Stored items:
=== Section Start ===
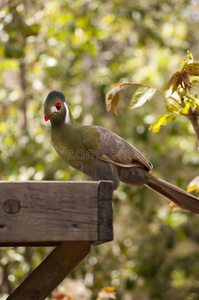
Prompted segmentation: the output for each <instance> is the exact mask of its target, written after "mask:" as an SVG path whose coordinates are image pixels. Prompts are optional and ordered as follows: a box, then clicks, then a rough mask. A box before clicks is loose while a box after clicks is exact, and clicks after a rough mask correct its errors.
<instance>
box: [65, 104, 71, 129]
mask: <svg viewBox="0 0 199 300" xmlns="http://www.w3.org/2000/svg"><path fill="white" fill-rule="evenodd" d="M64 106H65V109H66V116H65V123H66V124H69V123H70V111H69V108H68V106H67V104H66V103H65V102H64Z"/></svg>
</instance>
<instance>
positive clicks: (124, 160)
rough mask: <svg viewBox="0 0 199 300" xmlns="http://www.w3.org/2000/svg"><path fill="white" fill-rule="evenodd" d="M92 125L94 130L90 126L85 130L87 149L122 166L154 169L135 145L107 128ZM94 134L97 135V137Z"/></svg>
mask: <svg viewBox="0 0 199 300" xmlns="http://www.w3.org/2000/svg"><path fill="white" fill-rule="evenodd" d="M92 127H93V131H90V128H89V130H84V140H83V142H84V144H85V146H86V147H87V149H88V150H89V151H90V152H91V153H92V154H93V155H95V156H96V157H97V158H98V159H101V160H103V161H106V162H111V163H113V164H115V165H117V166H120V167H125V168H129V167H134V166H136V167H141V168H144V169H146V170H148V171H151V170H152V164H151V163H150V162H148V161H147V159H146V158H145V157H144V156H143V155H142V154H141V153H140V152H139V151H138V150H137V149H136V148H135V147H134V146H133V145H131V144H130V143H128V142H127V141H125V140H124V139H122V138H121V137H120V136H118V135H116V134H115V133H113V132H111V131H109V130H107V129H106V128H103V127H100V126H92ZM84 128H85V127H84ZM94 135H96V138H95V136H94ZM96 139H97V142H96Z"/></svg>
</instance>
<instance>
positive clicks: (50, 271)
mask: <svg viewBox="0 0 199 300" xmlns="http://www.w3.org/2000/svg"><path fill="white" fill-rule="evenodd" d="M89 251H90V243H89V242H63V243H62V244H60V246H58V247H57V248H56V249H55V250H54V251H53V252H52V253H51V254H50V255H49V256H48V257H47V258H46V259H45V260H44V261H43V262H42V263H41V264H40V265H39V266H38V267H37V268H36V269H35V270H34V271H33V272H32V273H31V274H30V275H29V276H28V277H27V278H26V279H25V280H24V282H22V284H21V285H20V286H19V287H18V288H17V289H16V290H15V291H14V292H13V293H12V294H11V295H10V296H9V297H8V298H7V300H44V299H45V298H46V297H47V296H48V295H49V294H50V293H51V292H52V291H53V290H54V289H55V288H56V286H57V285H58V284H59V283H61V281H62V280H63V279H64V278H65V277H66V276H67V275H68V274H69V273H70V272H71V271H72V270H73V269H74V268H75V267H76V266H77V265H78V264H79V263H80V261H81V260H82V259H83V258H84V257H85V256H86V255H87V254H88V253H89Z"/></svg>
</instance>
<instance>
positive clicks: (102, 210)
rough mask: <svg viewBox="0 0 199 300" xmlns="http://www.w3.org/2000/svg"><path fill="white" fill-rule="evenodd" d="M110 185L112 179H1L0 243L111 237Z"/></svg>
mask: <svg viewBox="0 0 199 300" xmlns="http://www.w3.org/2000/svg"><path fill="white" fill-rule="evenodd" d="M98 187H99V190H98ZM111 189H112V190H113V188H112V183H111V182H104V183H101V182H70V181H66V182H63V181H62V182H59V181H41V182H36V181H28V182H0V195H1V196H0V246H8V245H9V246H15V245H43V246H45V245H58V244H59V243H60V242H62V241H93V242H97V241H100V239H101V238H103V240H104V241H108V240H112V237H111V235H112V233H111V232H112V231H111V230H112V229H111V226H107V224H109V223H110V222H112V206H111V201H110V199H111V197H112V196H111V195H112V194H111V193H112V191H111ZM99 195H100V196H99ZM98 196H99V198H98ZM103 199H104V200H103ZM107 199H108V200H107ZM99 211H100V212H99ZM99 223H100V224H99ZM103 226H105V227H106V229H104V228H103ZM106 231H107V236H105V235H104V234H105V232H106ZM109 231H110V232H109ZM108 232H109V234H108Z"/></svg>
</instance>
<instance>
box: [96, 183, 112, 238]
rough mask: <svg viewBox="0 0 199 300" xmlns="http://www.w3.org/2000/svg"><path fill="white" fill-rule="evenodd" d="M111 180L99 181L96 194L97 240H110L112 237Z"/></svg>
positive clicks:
=== Section End ===
=== Section Start ===
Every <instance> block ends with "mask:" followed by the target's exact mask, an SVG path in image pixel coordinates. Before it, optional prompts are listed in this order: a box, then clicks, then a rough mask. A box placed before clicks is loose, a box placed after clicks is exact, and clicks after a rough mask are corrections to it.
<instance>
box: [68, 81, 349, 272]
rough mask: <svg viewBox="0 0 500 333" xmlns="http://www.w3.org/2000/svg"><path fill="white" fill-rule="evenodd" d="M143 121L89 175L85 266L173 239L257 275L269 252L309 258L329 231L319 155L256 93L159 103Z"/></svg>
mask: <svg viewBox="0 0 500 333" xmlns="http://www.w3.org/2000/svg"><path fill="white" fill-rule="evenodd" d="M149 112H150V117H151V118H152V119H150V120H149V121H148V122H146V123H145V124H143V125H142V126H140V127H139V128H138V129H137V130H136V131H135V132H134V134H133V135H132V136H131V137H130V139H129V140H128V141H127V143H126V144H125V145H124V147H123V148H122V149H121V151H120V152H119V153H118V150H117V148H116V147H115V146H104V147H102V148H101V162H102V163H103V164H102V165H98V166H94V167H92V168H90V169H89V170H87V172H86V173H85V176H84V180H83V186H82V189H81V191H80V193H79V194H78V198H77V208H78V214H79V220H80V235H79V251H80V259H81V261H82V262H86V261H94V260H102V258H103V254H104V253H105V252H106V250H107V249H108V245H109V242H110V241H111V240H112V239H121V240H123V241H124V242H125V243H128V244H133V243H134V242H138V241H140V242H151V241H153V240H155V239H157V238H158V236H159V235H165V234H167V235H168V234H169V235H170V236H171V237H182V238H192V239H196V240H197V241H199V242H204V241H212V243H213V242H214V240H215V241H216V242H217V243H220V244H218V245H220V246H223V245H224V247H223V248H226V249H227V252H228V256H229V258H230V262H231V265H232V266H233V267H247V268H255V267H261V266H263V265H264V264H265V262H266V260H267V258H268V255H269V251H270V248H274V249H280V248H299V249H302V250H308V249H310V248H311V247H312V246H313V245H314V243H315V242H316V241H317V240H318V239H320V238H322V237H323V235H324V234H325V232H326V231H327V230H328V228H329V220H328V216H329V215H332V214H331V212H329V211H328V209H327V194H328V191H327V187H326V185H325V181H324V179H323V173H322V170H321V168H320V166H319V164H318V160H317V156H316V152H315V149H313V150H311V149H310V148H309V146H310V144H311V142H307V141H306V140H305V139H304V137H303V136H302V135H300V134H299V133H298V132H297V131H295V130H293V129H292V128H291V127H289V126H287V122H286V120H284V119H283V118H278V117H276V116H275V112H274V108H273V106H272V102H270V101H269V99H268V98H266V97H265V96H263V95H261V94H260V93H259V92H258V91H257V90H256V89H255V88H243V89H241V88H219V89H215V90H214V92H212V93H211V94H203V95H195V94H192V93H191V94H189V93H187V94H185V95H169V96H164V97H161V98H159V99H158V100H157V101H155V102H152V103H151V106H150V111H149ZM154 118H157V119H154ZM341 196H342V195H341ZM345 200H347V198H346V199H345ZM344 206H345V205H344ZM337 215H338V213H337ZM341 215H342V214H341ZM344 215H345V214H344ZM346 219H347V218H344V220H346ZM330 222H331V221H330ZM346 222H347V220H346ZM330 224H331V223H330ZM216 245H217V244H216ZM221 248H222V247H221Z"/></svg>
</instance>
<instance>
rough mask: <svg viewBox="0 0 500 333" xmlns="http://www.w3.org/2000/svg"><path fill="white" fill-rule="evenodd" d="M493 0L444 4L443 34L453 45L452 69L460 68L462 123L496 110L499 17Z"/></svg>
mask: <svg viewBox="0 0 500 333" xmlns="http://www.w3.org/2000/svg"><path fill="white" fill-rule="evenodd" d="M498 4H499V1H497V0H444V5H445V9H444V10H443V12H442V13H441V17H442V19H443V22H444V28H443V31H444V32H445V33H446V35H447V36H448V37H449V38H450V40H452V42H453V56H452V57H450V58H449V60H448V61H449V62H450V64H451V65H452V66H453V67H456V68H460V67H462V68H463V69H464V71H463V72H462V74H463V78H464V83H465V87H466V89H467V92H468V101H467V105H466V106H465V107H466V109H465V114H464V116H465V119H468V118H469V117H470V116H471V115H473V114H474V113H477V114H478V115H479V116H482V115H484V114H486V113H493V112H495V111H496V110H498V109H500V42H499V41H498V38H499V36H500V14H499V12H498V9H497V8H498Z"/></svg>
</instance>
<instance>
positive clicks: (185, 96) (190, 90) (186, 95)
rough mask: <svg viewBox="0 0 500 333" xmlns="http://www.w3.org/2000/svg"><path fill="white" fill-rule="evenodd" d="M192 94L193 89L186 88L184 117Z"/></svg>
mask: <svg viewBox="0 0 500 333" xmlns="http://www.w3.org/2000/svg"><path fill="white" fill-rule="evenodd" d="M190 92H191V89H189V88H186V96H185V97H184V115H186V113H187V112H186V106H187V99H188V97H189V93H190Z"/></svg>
=== Section End ===
=== Section Start ===
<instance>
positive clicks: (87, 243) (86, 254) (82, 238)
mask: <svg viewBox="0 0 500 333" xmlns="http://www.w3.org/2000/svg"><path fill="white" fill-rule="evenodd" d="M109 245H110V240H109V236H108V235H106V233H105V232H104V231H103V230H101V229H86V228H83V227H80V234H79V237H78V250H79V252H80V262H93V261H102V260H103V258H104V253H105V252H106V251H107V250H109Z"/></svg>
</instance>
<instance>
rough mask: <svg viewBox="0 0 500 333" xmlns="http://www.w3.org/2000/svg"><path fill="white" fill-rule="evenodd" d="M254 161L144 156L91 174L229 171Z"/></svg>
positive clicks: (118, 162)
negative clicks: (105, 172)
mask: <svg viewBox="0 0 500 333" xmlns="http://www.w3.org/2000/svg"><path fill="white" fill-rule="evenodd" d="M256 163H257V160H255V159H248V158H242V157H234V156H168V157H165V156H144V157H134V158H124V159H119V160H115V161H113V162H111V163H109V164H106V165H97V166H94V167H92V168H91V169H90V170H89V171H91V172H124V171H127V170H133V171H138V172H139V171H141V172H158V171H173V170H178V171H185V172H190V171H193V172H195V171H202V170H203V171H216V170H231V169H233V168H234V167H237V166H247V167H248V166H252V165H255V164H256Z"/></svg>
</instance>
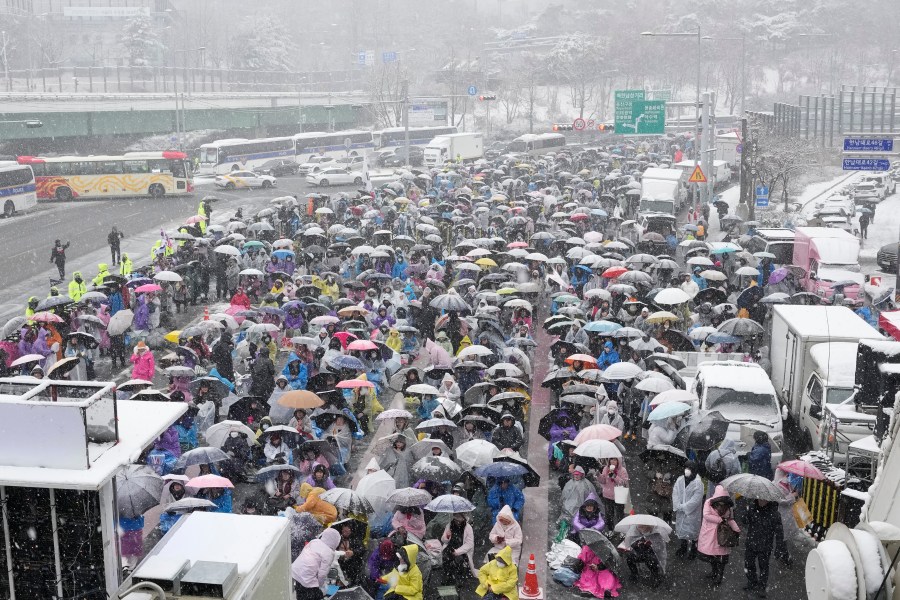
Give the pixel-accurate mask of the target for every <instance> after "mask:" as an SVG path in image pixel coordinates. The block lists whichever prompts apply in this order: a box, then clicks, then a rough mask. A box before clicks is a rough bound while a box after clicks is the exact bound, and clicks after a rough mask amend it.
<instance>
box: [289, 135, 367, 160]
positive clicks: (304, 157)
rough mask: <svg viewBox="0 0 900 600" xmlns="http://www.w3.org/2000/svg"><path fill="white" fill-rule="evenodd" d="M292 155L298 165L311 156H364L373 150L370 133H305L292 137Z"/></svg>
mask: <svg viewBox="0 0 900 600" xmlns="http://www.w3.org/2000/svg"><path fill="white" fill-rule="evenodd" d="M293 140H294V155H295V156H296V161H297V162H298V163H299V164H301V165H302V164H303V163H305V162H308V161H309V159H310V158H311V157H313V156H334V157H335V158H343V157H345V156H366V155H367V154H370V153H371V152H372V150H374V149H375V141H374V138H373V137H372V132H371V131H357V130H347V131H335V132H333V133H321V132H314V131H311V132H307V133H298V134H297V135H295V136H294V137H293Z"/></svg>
=== Section End ===
What you should do: Render the lines of the records running from the line containing "Every <instance> block" up to and including the line containing "121L89 175L85 266L173" as a JSON list of strings, one string per line, with blank lines omitted.

Answer for this exercise:
[
  "Every <instance> block ends with \"mask:\" followed by the target's exact mask, an SVG path in image pixel coordinates. Before it, optional prompts are listed in this order: a box, then clicks, then a rough mask. A box placed before clicks is loose, a box placed after clicks is exact, and clicks after a rough mask are corrections to it.",
  "<instance>",
  "box: [68, 81, 349, 272]",
  "rough mask: <svg viewBox=\"0 0 500 333\" xmlns=\"http://www.w3.org/2000/svg\"><path fill=\"white\" fill-rule=\"evenodd\" d=\"M143 121L89 175L85 266L173 239L257 275L269 252L309 258L329 231L319 155L256 93L159 103Z\"/></svg>"
]